- What is required: Copy out every entry precisely.

Referring expression pointing data
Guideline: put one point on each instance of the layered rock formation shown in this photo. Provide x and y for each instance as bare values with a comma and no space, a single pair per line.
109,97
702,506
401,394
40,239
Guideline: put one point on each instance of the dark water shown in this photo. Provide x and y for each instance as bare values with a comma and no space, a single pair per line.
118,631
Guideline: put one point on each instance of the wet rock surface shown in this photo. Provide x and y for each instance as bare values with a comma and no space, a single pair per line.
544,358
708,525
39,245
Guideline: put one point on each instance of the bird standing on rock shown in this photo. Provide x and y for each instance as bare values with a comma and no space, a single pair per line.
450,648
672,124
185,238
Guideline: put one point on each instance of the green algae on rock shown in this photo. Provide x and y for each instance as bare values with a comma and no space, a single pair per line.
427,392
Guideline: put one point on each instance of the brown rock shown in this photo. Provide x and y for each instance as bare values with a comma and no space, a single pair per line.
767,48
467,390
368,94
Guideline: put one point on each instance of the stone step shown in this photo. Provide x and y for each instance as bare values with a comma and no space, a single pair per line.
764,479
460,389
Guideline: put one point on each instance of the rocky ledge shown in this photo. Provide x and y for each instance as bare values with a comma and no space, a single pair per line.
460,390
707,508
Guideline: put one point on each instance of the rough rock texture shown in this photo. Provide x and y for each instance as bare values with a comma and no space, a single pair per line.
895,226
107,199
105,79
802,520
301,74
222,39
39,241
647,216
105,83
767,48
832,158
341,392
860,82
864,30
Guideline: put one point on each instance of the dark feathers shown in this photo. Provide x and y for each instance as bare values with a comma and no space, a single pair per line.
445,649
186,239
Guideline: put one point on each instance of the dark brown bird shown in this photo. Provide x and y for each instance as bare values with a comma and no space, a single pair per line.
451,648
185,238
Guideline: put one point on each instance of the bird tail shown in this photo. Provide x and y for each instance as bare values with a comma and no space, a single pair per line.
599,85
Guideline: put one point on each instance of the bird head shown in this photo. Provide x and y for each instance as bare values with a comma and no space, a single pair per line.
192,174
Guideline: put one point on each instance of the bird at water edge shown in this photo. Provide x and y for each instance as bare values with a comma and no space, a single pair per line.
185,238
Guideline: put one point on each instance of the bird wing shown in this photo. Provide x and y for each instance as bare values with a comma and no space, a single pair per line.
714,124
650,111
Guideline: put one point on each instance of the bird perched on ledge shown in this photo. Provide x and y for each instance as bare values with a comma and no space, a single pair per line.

- Written response:
Guideline: put one point on each instance of the layered rock formation shown in this photo. Provide x and y for each instance as bare values with a comma and no space, a single pair per line.
109,97
702,506
401,394
40,239
Guideline: put one point on each instance of the dark water shown in this photo. Provide x and y for each instance as bare values with a comma and no space, a single pair per line.
118,631
Guideline: put one point on each instance of the wet rock surface shown in this photo. Provide x and y for each instance as bare values with a comma and no space, a single pair per line.
544,358
708,525
39,245
Guideline: put one point on each instance of the bird standing on rock shown in this photo. Provide x and y for each instance as bare values with a comma and no space, a single pair per line.
450,648
672,124
185,238
Guideline: put one point on each instance of the green algae on rock shown in this photo. Provide x and y for each instance as bare values with a comma and no space, a single pair per line.
427,392
Guideline: put one point on each instance of the brown rock shown in this photo. Provide x and y for each instance as bare values with a comma and no space, a single pair per line.
767,48
467,390
368,94
Guideline: put one point on each instance of the stone step shown in this photo. Provide x and y for each instance as bare values with a comma and no space, a single pair per line.
764,479
460,389
Guideline: put one point on each instance of the rocky ledge shown in this photo. Provide x and y for each instance as bare values with a comma and no space, a single pair per line.
460,390
707,508
Guideline: put one point on each instance of the rough rock texture shown in this photo. Provide x and y for each instance as bare values with a comma and no space, a single pair per line.
895,226
107,199
105,79
802,520
301,74
222,39
39,241
647,216
105,83
767,48
832,158
341,392
860,82
864,30
Guideline: put one point on each instance of the dark feathers shown in this photo. Provide x and y for each instance as bare values with a comma and no space, a single pair per line.
445,649
186,239
Guideline: put one point on each instance of the dark brown bird shown in this photo. Provide x and y for each instance as bare values with a comma and no space, a single pair per line.
451,648
185,238
Guideline: put one point on each instance of the bird tail shown in this photo. Provide x and y for each instance as bare values with a comma and no space, a single pair per line.
599,85
Guideline: put one point on each instance of the bird head shown in this photo. Provide x and y for each instance as bare values with a comma and no space, a single pair per line.
192,174
Guideline: put one point on each instance of the bird at water edge shown in this photo. Provide x and y for each instance as bare values with a comma and no space, a single pair per line.
185,238
Guideline: put one point on each instance of the bird wing shown in this photo. Provide x and y for each instance as bare values with a comma and no space, a single pair per line.
714,124
650,111
Guideline: put one point on each instance of the bird perched on ledge shown in this photo. Provide x and y for each instance as bare values with a comma and no space, a single pair per line.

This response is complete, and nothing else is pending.